* Extrait de l'article:

========================================================================

L’entreprise de téléphonie chinoise demande d’annuler l’interdiction d’achat de ses équipements aux Etats-Unis, signée par Trump, qu’elle juge « anticonstitutionnelle ».
Huawei lance une nouvelle offensive face à l’administration Trump : le géant chinois des télécoms a annoncé, mercredi 29 mai, qu’il avait demandé à un tribunal américain d’annuler l’interdiction « tyrannique » faite aux administrations fédérales d’acheter ses équipements.
Mis à l’index par Washington, qui le soupçonne d’espionnage potentiel au profit de Pékin, le groupe avait déjà déposé une plainte en mars au Texas contre cette loi, jugeant que le Congrès des Etats-Unis n’avait jamais pu justifier les restrictions « anticonstitutionnelles » le visant. « Le gouvernement américain n’a fourni aucune preuve montrant que Huawei représente une menace pour la sécurité. Il n’y a ni arme, ni fumée. Uniquement des suppositions », a déclaré Song Liuping, le responsable juridique, devant des journalistes, au siège de l’entreprise à Shenzhen (sud de la Chine).

========================================================================

* Données fournies:
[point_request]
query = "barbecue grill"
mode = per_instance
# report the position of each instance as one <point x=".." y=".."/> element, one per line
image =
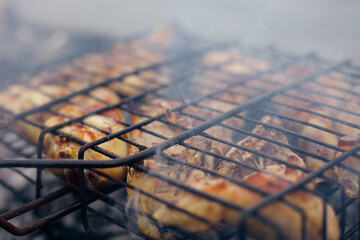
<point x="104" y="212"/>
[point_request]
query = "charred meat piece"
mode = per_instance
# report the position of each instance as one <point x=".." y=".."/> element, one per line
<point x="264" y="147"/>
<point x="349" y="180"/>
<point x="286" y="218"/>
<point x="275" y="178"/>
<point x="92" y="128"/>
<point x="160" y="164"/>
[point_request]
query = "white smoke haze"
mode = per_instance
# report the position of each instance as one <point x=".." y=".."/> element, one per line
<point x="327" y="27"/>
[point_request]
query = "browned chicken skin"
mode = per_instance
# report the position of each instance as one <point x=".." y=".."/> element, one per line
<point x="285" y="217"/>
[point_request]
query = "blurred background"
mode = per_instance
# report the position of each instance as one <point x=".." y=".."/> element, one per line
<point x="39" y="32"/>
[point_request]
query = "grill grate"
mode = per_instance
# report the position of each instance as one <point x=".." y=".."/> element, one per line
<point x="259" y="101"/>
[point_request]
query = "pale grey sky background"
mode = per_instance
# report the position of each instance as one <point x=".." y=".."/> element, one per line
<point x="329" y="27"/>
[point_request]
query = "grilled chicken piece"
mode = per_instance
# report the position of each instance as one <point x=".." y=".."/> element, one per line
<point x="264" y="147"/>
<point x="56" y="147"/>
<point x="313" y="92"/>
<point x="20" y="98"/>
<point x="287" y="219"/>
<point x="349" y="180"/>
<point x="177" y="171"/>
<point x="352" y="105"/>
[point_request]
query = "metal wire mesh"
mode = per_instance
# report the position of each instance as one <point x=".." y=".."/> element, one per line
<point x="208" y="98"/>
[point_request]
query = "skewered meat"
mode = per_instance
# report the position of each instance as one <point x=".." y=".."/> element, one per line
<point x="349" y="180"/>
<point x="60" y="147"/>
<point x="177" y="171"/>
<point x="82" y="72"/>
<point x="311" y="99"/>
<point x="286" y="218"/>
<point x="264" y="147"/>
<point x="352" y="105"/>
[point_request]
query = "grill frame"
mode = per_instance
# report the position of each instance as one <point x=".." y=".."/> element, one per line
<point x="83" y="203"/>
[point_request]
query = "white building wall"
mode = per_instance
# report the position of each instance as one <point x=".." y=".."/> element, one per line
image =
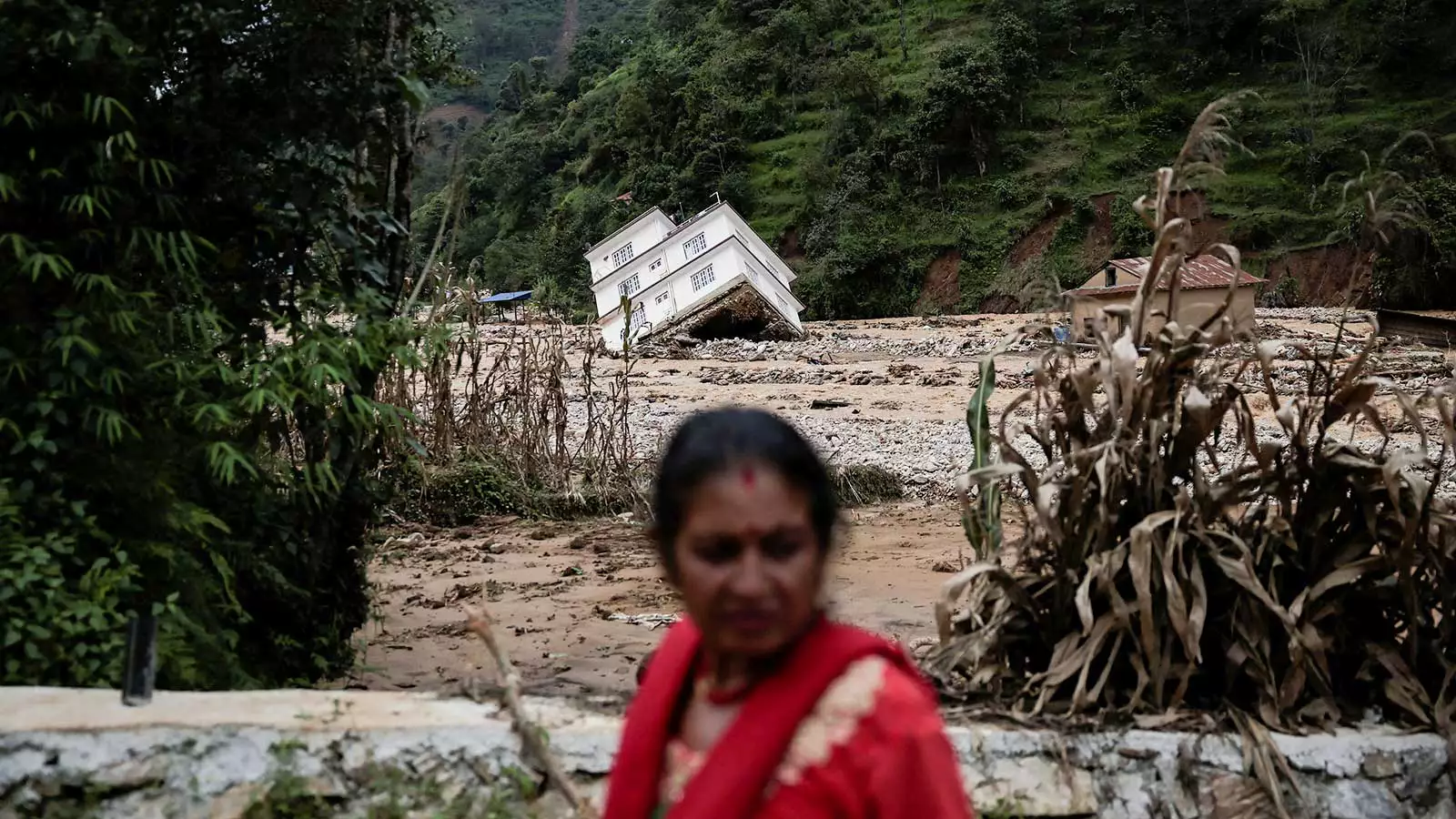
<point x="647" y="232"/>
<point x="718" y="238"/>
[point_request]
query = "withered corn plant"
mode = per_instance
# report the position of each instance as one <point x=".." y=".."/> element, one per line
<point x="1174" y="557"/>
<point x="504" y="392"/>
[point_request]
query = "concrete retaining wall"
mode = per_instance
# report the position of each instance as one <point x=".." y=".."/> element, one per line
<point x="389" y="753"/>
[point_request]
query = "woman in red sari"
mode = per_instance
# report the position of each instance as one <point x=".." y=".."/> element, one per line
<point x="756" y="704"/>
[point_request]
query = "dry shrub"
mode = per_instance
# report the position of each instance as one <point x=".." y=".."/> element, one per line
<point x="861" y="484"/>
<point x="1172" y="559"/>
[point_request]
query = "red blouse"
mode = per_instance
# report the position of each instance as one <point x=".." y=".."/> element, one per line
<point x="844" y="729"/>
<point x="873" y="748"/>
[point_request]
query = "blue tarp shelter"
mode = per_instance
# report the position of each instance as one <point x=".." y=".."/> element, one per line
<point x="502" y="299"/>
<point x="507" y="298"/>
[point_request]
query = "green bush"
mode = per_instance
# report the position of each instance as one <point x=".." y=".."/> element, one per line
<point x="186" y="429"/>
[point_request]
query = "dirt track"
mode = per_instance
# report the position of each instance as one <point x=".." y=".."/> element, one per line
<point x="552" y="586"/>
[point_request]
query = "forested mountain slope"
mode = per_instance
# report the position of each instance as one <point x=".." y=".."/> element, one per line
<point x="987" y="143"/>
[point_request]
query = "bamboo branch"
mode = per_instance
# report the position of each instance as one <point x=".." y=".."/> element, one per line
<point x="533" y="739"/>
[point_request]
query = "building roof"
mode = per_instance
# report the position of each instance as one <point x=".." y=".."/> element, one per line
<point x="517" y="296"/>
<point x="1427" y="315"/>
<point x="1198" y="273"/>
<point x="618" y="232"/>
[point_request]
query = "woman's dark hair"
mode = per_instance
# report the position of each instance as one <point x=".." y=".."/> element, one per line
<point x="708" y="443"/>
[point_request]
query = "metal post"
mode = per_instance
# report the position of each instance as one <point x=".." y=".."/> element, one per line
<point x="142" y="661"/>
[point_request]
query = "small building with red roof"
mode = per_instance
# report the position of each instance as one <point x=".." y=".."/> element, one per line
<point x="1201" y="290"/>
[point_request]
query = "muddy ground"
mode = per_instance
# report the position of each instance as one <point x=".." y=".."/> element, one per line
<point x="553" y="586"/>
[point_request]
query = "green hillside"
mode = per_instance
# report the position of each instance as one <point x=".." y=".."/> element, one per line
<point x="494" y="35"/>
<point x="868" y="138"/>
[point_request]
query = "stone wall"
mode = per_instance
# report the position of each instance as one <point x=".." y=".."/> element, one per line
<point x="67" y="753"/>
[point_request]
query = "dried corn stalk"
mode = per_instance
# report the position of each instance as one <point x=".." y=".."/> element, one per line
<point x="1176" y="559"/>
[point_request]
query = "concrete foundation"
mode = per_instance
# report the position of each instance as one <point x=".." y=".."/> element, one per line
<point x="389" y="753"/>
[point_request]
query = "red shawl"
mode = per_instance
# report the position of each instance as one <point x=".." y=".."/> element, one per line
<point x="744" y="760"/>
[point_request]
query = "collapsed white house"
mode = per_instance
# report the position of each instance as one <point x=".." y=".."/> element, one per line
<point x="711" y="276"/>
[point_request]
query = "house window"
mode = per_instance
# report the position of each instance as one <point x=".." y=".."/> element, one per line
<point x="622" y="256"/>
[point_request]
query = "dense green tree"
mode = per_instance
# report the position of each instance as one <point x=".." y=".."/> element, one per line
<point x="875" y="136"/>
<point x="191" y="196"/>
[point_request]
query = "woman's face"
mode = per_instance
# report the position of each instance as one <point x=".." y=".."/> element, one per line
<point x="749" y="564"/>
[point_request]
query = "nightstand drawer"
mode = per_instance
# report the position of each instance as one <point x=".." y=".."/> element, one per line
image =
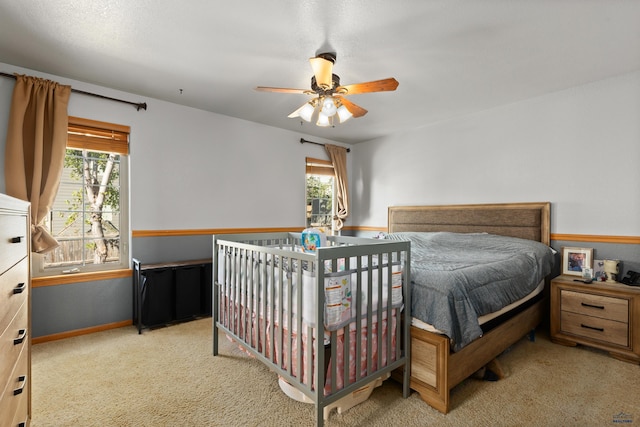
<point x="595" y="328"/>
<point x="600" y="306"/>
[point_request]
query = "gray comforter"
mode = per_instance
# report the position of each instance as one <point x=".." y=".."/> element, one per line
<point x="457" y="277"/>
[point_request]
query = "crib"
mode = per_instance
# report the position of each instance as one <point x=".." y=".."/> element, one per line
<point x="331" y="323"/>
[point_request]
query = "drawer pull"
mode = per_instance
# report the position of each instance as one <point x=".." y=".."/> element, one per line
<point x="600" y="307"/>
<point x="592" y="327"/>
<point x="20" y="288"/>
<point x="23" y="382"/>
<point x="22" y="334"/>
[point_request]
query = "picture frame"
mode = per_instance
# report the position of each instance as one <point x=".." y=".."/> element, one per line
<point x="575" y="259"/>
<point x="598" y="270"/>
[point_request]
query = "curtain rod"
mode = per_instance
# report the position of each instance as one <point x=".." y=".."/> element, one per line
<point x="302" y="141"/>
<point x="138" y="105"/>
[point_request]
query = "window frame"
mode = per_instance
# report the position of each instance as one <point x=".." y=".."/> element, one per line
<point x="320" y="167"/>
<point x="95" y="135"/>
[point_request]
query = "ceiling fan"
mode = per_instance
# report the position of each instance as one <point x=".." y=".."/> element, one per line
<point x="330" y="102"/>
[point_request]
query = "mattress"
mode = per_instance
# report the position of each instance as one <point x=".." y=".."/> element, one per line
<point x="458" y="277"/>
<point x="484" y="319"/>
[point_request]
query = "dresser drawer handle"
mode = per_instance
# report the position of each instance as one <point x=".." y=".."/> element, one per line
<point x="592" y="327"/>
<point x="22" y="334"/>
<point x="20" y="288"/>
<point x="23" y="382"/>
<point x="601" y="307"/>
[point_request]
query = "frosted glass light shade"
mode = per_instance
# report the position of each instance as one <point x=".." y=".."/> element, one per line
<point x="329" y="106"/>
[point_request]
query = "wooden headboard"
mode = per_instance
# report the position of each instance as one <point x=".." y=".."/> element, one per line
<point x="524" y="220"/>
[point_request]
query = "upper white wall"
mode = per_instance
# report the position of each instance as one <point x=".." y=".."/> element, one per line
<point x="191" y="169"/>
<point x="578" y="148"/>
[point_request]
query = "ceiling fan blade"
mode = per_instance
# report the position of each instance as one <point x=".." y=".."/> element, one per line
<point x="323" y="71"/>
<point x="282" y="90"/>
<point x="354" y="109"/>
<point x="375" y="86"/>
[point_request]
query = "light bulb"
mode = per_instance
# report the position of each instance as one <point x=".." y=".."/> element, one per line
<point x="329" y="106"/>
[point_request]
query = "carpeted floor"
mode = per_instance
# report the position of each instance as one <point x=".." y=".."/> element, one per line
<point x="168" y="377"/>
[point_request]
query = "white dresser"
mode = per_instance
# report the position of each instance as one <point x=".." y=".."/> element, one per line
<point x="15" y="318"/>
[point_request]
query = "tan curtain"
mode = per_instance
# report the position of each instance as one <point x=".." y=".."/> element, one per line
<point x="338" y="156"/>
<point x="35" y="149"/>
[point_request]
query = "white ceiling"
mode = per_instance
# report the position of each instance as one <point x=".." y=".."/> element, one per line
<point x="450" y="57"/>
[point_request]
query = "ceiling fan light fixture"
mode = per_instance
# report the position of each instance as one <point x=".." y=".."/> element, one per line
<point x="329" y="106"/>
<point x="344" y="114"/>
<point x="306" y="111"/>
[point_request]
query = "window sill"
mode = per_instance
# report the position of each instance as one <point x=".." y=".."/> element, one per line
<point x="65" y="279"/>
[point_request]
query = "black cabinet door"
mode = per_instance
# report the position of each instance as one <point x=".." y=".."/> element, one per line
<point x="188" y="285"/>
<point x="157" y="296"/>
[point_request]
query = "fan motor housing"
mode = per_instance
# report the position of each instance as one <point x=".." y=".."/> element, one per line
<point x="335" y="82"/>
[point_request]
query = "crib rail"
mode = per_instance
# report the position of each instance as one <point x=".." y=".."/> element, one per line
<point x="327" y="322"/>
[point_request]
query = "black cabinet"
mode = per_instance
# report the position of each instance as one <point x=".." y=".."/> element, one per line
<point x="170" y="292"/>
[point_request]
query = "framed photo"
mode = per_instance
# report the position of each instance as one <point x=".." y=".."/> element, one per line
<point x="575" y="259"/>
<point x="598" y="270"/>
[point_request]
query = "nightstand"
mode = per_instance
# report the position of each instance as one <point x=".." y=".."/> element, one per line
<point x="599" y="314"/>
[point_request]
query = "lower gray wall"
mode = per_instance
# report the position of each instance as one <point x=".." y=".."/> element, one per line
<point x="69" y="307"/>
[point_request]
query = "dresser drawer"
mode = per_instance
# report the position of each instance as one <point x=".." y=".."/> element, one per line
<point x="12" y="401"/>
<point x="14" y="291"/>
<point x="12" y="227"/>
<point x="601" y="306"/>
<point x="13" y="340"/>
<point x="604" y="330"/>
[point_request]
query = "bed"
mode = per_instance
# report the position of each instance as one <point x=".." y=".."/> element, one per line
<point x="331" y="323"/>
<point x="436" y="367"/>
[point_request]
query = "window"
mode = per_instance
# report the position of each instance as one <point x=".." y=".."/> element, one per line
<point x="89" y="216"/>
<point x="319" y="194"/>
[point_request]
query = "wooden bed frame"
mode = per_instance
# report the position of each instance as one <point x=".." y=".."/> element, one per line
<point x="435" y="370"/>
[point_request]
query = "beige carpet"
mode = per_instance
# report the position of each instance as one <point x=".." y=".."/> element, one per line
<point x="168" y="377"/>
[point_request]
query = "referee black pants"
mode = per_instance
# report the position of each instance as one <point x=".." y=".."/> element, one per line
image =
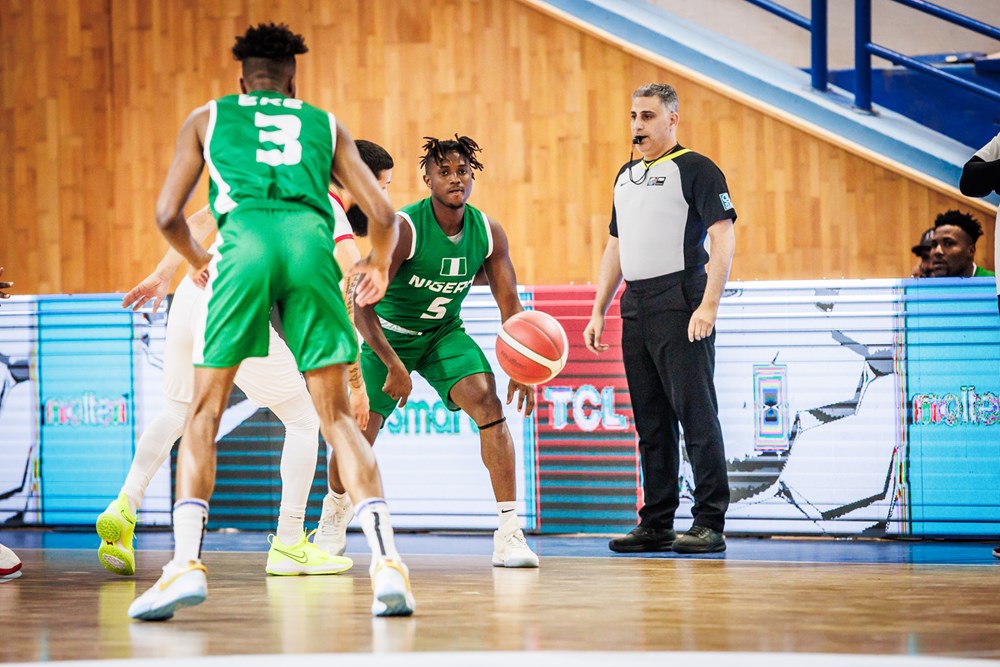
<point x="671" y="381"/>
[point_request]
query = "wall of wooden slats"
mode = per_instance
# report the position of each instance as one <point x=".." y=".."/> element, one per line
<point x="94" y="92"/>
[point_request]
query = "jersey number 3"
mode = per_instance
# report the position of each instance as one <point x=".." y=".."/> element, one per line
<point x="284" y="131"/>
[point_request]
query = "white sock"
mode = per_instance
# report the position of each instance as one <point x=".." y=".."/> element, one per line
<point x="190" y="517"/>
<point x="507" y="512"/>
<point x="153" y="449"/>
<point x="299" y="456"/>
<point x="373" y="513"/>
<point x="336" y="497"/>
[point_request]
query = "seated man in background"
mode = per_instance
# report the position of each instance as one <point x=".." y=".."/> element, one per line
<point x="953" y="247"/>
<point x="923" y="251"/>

========================================================================

* Consigne: Recopiez mot pour mot tout le passage de l'article sur Huawei, depuis « Huawei lance une » jusqu'à « de la Chine). ». Basez-vous seulement sur l'article.

* Travail rendu:
Huawei lance une nouvelle offensive face à l’administration Trump : le géant chinois des télécoms a annoncé, mercredi 29 mai, qu’il avait demandé à un tribunal américain d’annuler l’interdiction « tyrannique » faite aux administrations fédérales d’acheter ses équipements.
Mis à l’index par Washington, qui le soupçonne d’espionnage potentiel au profit de Pékin, le groupe avait déjà déposé une plainte en mars au Texas contre cette loi, jugeant que le Congrès des Etats-Unis n’avait jamais pu justifier les restrictions « anticonstitutionnelles » le visant. « Le gouvernement américain n’a fourni aucune preuve montrant que Huawei représente une menace pour la sécurité. Il n’y a ni arme, ni fumée. Uniquement des suppositions », a déclaré Song Liuping, le responsable juridique, devant des journalistes, au siège de l’entreprise à Shenzhen (sud de la Chine).